-- Dataset rows --
====================
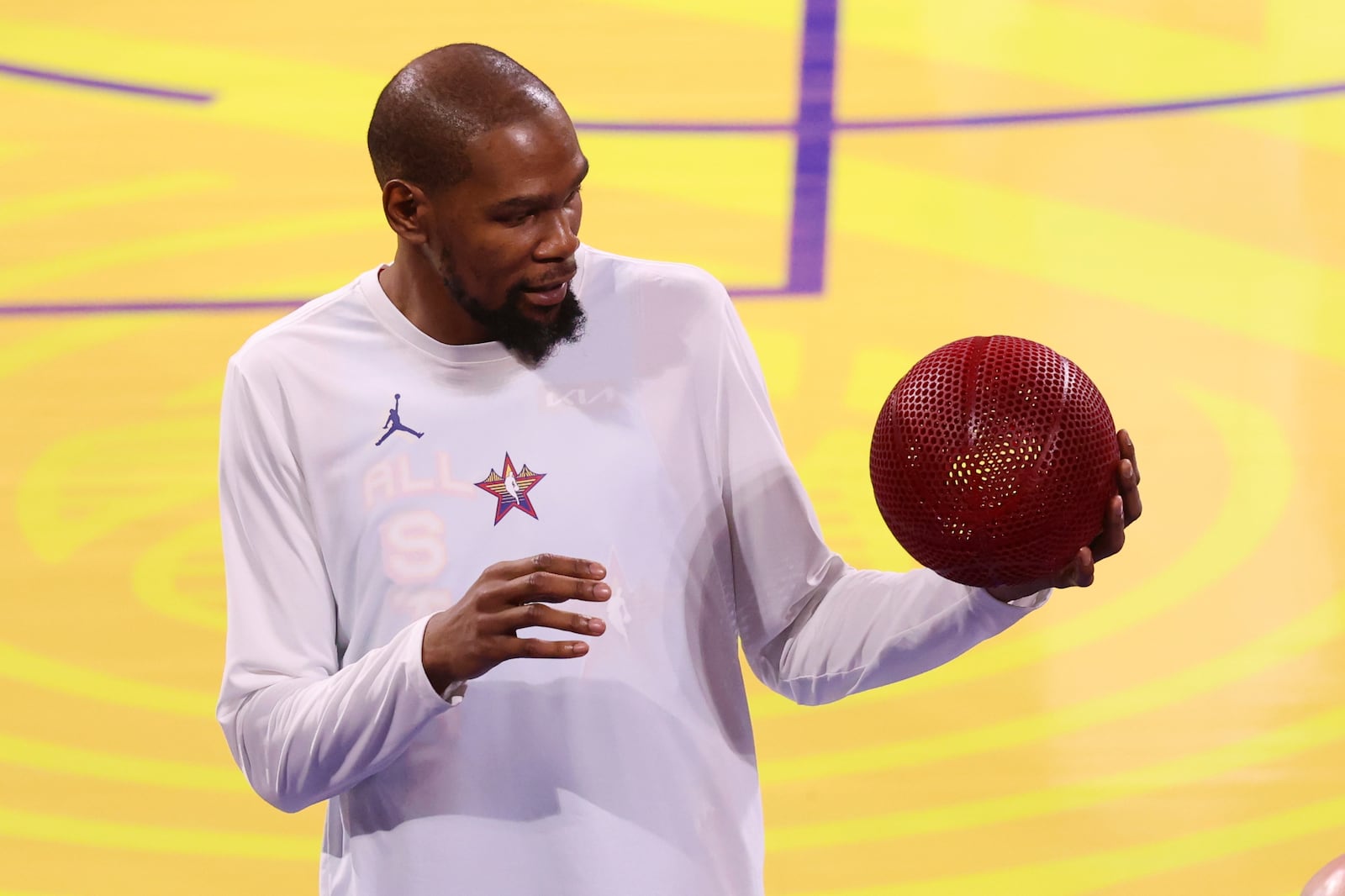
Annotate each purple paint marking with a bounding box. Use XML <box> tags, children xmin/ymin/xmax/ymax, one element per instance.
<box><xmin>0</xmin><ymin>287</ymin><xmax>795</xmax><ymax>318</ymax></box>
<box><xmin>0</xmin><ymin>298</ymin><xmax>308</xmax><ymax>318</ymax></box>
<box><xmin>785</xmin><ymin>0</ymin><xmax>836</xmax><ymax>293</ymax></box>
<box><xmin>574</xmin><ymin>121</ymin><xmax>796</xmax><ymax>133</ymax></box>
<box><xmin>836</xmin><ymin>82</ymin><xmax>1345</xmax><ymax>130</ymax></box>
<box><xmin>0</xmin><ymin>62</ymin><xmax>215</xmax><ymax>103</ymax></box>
====================
-- Work to do --
Copy every line of the material above word for word, leaving the picture out of your answer.

-- The result --
Annotate each purple paint marking with a bounding box. Use XML <box> tags, children xmin/ymin/xmax/ymax, one element per instance.
<box><xmin>0</xmin><ymin>287</ymin><xmax>795</xmax><ymax>318</ymax></box>
<box><xmin>0</xmin><ymin>298</ymin><xmax>308</xmax><ymax>318</ymax></box>
<box><xmin>785</xmin><ymin>0</ymin><xmax>836</xmax><ymax>293</ymax></box>
<box><xmin>574</xmin><ymin>121</ymin><xmax>796</xmax><ymax>133</ymax></box>
<box><xmin>836</xmin><ymin>82</ymin><xmax>1345</xmax><ymax>130</ymax></box>
<box><xmin>0</xmin><ymin>62</ymin><xmax>215</xmax><ymax>103</ymax></box>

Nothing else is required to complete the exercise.